Pull out every line of the rows below that contains the string "petal", and copy each one. Match case exactly.

Recorded data
══════════
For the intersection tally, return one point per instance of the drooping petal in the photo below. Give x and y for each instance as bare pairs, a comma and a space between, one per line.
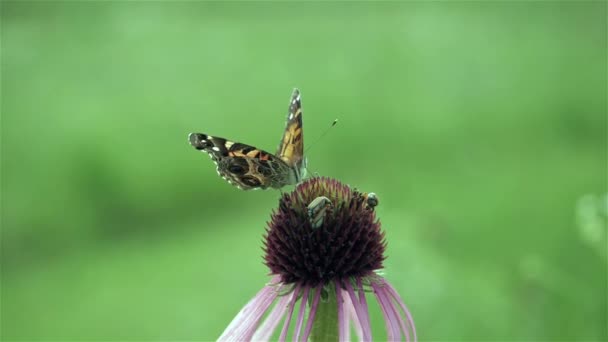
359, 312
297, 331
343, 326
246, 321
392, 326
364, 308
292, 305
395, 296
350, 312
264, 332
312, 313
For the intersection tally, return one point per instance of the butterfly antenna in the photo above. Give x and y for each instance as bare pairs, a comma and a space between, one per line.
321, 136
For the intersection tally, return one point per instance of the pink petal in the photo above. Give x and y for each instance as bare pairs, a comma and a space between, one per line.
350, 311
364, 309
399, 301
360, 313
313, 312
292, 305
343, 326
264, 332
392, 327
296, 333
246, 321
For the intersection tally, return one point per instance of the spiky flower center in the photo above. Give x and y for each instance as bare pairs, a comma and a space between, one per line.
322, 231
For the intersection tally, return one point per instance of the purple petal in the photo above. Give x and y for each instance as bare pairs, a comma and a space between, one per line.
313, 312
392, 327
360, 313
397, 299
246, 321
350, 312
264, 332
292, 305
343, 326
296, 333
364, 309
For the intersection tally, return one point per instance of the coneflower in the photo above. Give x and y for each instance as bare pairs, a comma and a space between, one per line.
══════════
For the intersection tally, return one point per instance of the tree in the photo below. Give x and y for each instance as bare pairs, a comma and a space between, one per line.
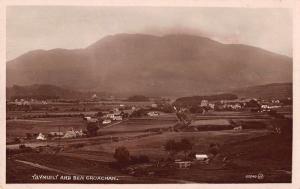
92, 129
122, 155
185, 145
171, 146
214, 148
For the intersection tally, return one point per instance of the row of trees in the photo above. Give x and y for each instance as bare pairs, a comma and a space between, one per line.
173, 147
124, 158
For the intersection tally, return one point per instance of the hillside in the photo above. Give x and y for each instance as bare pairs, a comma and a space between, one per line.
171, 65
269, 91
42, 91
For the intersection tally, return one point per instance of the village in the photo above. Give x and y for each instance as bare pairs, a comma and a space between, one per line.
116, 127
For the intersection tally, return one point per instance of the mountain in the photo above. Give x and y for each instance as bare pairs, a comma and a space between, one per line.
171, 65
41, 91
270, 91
══════════
» **Solution below**:
For the intersection tally, return one point per instance of the drooping petal in the photo below. Give x and y for each instance as bare pairs, a comma and a space between, one per line.
For the intersection tally, return one point per instance of the pink petal in the photo above. Give x and y for each instance as bare pairs, a comma and a space between, one per line.
For the intersection tally, return one point per instance of the purple petal in the photo above. Give x and y for each instance as bare pairs, a comma and a space between, one per line.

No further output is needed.